## [Exercise requirements]
Copy every line from the records below that carries the word "building".
== Data to examine
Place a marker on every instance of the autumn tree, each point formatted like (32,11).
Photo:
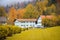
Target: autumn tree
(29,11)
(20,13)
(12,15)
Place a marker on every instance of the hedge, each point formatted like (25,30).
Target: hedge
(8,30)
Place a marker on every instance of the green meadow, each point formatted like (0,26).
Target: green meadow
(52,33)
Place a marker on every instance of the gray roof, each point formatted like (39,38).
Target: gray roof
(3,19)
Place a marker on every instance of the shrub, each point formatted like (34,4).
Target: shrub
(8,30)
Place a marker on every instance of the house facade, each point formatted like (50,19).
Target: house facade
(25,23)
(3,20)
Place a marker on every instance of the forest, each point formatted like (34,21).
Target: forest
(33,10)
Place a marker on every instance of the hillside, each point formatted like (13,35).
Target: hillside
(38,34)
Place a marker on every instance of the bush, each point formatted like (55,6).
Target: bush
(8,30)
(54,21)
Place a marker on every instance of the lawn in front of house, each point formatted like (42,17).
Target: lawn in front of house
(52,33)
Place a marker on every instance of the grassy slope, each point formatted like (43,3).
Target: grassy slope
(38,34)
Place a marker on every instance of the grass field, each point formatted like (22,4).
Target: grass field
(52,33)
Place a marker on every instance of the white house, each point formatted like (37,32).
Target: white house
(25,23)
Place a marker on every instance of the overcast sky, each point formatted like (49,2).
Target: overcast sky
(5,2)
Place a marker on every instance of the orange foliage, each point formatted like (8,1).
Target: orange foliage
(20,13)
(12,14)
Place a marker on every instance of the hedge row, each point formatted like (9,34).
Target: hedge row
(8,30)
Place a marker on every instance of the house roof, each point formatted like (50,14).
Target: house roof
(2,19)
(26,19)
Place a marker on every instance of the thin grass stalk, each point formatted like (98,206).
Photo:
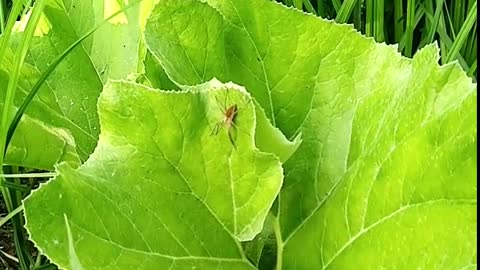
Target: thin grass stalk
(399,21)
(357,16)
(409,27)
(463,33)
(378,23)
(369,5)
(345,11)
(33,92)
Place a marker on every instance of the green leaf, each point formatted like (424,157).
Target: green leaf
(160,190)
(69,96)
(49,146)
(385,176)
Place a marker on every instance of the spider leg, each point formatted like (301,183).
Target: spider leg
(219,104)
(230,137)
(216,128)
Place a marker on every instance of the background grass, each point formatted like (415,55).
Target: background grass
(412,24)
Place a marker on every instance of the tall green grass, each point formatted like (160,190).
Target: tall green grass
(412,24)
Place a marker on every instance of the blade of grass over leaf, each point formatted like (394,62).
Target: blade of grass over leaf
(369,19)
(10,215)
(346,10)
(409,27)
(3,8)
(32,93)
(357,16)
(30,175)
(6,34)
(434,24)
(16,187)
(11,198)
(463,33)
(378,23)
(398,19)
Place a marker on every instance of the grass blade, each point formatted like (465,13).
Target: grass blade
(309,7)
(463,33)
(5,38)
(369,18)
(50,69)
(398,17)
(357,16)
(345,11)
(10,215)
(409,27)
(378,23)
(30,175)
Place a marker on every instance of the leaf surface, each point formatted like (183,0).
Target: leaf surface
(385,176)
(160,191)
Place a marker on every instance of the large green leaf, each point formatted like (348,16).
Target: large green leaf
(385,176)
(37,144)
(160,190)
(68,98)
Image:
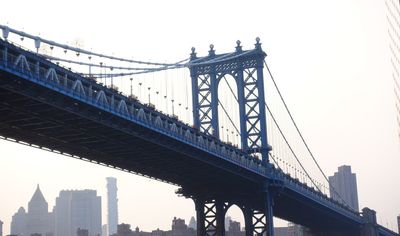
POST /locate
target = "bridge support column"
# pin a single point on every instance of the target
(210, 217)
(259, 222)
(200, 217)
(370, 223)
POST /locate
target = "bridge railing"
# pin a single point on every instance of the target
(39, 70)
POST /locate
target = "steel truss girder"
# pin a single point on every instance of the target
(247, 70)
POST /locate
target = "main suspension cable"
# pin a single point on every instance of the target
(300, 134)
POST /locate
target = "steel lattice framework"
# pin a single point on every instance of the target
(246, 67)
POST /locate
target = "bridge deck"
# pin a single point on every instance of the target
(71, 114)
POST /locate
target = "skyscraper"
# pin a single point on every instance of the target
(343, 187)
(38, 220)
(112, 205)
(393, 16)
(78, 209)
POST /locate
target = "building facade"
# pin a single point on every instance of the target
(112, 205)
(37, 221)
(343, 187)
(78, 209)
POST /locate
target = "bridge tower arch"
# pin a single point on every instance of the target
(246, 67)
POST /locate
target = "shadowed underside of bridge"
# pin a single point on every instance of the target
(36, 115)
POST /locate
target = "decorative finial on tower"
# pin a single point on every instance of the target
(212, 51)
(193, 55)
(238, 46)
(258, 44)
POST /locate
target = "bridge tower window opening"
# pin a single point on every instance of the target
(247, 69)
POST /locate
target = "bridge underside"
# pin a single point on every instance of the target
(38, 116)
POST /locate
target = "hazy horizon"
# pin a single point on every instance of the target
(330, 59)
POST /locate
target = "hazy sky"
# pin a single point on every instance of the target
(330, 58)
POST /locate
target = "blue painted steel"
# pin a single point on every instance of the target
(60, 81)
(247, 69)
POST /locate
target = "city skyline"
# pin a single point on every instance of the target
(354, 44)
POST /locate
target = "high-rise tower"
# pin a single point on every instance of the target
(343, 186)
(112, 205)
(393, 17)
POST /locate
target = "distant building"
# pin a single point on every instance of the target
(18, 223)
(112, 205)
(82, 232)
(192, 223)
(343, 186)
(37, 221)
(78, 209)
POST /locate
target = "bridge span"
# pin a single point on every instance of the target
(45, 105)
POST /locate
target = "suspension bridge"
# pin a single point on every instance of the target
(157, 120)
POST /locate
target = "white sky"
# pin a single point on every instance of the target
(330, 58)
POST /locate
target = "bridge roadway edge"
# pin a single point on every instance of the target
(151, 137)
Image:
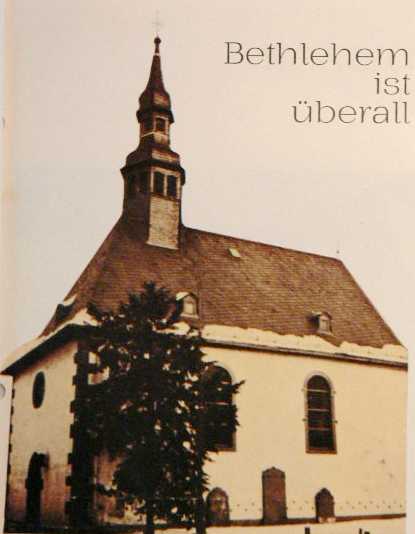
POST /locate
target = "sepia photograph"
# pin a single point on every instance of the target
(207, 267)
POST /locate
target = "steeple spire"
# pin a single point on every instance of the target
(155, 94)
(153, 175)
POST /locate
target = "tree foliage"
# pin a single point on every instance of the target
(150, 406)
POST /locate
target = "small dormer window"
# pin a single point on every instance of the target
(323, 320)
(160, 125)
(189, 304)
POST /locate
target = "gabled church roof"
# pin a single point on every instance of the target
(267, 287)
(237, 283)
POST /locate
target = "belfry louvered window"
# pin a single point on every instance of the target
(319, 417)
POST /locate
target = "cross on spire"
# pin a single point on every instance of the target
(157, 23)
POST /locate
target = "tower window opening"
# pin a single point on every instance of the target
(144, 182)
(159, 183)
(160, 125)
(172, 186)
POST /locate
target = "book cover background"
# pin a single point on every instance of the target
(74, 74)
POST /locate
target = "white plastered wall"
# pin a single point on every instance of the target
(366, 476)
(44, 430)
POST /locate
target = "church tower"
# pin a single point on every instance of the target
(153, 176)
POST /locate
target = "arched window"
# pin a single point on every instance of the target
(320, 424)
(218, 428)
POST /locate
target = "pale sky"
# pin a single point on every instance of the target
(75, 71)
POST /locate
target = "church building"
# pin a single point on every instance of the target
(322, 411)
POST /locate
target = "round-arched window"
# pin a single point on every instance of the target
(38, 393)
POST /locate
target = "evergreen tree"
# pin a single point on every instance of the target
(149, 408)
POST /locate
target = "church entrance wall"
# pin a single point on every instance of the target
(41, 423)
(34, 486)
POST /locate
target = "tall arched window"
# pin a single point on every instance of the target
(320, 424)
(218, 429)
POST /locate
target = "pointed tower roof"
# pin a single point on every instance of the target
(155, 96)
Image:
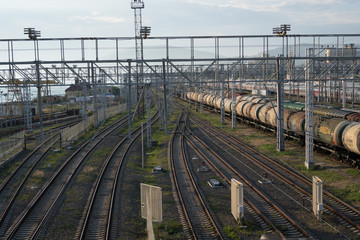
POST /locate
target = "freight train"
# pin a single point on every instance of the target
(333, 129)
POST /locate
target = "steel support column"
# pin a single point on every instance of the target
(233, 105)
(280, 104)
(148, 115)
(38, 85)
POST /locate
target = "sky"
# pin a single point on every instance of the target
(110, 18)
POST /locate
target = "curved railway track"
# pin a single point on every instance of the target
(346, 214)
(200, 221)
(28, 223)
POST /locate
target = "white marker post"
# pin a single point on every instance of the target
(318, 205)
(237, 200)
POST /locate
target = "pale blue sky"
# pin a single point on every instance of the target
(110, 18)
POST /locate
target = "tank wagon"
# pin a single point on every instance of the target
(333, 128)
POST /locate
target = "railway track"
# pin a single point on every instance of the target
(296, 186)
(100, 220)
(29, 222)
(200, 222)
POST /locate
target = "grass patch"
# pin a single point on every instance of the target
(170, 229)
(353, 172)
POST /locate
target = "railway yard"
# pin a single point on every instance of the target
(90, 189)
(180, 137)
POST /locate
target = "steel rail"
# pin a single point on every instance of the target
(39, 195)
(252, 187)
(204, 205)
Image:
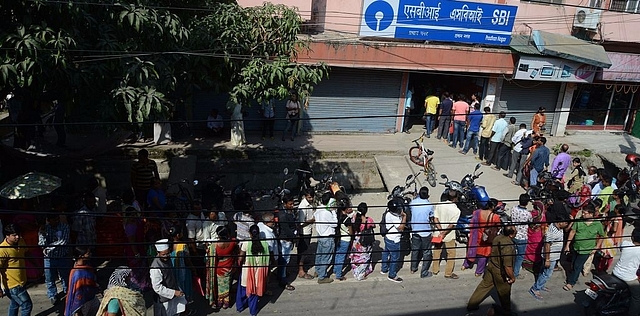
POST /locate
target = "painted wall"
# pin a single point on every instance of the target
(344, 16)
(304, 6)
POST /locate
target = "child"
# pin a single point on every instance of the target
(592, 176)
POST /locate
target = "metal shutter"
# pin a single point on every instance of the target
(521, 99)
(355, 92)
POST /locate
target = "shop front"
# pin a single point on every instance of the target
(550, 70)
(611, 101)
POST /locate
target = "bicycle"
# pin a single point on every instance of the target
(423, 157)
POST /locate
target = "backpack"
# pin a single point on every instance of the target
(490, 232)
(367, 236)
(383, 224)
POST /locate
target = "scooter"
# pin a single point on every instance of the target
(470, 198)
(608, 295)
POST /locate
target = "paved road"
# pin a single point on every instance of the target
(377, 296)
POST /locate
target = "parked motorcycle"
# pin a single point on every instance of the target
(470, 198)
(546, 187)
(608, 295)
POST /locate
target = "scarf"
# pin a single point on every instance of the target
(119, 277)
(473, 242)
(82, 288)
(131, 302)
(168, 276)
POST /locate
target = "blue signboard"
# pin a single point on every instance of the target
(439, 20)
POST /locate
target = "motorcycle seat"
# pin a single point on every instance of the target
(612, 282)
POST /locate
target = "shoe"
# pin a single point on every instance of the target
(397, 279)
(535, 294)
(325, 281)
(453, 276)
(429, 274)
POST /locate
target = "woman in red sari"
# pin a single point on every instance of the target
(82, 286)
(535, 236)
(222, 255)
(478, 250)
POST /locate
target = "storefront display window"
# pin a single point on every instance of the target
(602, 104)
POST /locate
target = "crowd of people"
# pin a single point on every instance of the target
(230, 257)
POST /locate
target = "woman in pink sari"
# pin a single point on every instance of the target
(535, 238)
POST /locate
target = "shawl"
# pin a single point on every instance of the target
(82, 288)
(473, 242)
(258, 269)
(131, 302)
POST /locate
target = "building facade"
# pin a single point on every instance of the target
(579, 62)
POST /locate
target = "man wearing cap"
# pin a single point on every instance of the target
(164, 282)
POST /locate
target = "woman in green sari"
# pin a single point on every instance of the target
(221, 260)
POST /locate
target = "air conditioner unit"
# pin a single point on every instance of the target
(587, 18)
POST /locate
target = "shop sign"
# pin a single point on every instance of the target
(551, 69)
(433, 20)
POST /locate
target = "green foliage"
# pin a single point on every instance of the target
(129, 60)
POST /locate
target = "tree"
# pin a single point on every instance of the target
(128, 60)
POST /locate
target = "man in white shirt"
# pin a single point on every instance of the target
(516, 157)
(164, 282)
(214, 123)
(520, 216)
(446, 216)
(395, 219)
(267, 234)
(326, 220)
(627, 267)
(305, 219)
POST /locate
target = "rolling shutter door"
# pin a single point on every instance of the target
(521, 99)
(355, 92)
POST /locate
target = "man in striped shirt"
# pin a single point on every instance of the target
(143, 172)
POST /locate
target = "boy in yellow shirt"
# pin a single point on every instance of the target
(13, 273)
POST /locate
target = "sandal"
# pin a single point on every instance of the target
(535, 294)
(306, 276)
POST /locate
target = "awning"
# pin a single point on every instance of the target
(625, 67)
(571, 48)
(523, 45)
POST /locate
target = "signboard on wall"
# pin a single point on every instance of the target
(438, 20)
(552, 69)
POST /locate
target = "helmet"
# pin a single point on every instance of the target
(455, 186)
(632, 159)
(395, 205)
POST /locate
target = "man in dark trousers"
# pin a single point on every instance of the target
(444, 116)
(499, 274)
====
## [Solution below]
target = "building facade"
target = "distant building"
target = "church building"
target = "building facade"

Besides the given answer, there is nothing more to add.